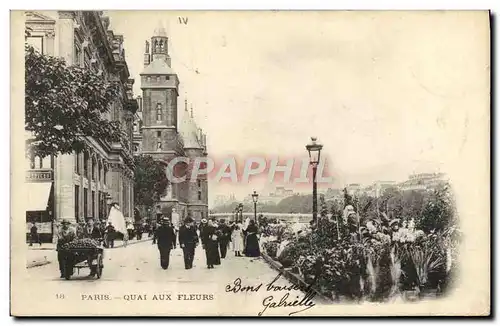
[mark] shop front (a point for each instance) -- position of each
(40, 203)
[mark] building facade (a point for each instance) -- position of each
(164, 137)
(82, 183)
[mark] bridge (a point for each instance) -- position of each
(286, 217)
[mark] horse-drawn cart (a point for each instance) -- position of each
(78, 258)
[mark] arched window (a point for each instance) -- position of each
(94, 168)
(86, 164)
(77, 163)
(99, 170)
(159, 114)
(105, 175)
(38, 162)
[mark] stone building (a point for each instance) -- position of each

What you are asked to do: Rewrite all the records, replacing every "position of each" with "location of each" and changing nothing else. Leave the pictures out.

Solution for this exercise:
[mark] shop front (a point for each instance) -- location of each
(40, 203)
[mark] building facade (a point for each instance) -- location of each
(164, 137)
(82, 183)
[mark] bridge (a point for each instance) -- location of each
(286, 217)
[mark] horse-drawn cart (a point for each instance) -- location of each
(78, 258)
[mark] arched window (a point for each instance) -- location of each
(94, 168)
(86, 164)
(77, 163)
(99, 170)
(159, 114)
(105, 175)
(38, 162)
[mark] stone building (a point for each instance) -- location of each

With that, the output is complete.